Exercise details: Transcribe exactly, and only, the lines from the one containing "Query: overcast sky" through the end of the material.
§
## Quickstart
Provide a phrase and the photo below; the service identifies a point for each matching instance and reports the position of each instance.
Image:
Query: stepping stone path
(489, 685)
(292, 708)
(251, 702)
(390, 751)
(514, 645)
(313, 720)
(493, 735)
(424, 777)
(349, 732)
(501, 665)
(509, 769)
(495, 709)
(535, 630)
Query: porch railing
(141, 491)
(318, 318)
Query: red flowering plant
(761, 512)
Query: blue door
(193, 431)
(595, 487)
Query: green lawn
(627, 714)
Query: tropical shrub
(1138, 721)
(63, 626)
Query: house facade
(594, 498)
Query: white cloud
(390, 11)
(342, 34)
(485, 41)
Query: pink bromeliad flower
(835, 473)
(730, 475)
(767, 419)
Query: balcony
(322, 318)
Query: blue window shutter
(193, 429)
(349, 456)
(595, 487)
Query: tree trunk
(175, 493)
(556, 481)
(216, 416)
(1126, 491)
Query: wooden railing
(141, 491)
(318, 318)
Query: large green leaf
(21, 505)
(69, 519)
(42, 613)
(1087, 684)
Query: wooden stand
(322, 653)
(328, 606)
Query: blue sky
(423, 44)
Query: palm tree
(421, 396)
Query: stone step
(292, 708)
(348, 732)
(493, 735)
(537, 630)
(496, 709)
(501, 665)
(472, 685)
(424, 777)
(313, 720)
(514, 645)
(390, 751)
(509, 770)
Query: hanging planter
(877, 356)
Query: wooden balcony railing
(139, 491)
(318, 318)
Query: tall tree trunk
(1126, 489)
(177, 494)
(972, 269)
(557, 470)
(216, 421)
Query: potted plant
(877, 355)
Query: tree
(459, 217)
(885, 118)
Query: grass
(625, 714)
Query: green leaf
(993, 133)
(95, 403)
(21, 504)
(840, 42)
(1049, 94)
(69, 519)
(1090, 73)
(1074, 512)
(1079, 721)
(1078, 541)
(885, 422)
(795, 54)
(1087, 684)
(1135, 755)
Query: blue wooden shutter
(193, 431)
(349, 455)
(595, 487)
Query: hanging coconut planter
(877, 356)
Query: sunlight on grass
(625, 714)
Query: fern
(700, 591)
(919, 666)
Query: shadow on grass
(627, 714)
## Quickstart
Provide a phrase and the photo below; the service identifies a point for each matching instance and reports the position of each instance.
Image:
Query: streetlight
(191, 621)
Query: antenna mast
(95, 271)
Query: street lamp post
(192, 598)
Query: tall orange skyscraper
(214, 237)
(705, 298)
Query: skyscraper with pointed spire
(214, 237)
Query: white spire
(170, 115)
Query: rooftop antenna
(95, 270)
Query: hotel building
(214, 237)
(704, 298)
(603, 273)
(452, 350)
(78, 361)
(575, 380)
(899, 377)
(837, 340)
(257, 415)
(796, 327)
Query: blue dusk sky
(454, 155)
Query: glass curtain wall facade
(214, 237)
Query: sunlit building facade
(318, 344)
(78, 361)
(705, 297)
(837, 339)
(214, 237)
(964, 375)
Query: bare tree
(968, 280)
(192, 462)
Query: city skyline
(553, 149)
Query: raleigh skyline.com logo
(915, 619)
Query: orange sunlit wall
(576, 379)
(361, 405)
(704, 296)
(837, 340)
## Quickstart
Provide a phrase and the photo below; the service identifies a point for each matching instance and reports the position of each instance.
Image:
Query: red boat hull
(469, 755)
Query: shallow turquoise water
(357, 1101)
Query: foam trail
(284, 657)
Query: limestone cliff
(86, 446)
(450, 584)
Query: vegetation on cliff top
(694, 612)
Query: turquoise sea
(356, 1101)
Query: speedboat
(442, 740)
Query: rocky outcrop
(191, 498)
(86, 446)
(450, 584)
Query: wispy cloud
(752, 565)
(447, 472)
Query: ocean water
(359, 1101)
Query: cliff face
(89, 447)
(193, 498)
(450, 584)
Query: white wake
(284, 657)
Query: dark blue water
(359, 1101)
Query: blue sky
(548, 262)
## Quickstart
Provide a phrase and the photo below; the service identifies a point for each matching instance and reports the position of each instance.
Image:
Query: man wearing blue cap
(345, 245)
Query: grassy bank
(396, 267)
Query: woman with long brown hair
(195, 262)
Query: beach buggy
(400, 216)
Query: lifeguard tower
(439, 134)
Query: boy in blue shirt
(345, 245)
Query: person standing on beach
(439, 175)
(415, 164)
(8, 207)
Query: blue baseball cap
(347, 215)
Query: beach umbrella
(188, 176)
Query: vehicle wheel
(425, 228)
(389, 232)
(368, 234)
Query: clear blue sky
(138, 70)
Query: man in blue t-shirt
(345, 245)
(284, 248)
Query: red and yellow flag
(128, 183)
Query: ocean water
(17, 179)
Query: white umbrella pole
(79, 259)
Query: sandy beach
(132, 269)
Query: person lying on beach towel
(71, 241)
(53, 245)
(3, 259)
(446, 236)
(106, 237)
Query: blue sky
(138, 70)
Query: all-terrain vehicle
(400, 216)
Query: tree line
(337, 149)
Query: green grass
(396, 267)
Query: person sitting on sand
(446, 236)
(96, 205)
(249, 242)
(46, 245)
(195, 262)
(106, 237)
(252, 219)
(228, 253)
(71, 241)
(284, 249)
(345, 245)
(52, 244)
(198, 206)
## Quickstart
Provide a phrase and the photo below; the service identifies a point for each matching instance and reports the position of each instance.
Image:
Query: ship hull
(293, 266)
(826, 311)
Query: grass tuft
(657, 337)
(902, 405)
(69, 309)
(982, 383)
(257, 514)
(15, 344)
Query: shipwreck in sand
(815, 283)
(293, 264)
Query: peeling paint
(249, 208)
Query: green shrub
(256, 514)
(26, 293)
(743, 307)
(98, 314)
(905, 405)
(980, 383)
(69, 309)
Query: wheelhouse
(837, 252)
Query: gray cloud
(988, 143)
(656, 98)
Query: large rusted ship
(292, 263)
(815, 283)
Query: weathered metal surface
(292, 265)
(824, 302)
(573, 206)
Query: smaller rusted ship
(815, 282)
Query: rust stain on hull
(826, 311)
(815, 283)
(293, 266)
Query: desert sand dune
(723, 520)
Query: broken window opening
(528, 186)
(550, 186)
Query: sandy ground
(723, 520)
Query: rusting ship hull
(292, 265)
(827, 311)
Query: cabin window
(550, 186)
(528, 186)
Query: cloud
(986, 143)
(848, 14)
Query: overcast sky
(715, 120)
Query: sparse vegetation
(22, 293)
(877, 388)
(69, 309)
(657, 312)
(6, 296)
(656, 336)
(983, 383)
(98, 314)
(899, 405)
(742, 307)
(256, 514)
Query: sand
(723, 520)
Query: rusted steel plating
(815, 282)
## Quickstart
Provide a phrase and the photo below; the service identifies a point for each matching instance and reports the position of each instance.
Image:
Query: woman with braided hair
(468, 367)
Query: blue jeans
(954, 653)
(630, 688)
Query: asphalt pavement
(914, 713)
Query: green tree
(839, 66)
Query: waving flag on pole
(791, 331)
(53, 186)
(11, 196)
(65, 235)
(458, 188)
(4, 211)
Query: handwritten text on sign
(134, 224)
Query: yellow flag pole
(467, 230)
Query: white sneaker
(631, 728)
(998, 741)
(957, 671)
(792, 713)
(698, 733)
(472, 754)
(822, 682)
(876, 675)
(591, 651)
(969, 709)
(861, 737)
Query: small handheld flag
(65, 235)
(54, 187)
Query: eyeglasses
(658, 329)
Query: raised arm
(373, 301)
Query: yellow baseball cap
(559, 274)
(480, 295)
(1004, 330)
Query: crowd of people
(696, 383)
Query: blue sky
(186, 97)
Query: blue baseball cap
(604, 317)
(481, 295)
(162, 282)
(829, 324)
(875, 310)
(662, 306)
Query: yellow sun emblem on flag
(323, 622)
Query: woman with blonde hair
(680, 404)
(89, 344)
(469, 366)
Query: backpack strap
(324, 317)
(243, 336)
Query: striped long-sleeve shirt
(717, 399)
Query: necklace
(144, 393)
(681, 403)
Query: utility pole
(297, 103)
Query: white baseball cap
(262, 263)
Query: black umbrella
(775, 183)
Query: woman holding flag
§
Task result:
Query: overcast sky
(715, 120)
Query: sparse vegetation
(22, 293)
(877, 388)
(69, 309)
(657, 312)
(6, 296)
(656, 336)
(983, 383)
(98, 314)
(899, 405)
(742, 307)
(256, 514)
Query: sand
(723, 520)
Query: rusted steel plating
(815, 282)
## Quickstart
Provide a phrase and the photo below; the service identifies a point for each matching instance and reports the position of each instance.
Image:
Query: woman with braided hair
(468, 367)
Query: blue jeans
(954, 653)
(630, 688)
Query: asphalt pavement
(914, 713)
Query: green tree
(839, 66)
Query: waving flag on pole
(791, 331)
(53, 186)
(11, 196)
(65, 235)
(458, 188)
(4, 211)
Query: handwritten text on sign
(134, 224)
Query: yellow flag pole
(467, 230)
Query: white sneaker
(631, 728)
(998, 741)
(957, 671)
(792, 713)
(698, 733)
(472, 754)
(822, 682)
(876, 675)
(591, 651)
(969, 709)
(861, 737)
Query: small handheld flag
(65, 235)
(54, 187)
Query: eyeglasses
(658, 329)
Query: raised arm
(373, 301)
Query: yellow baseball cap
(559, 274)
(480, 295)
(1004, 330)
Query: crowd of people
(696, 383)
Query: blue sky
(186, 97)
Query: blue baseball cap
(604, 317)
(481, 295)
(162, 282)
(829, 324)
(875, 310)
(662, 306)
Query: yellow sun emblem on flag
(323, 622)
Query: woman with blonde hair
(680, 404)
(89, 344)
(469, 366)
Query: backpack strap
(324, 317)
(243, 336)
Query: striped long-sleeve shirt
(717, 399)
Query: necklace
(144, 393)
(681, 403)
Query: utility pole
(297, 103)
Query: white baseball cap
(262, 263)
Query: black umbrella
(775, 183)
Query: woman holding flag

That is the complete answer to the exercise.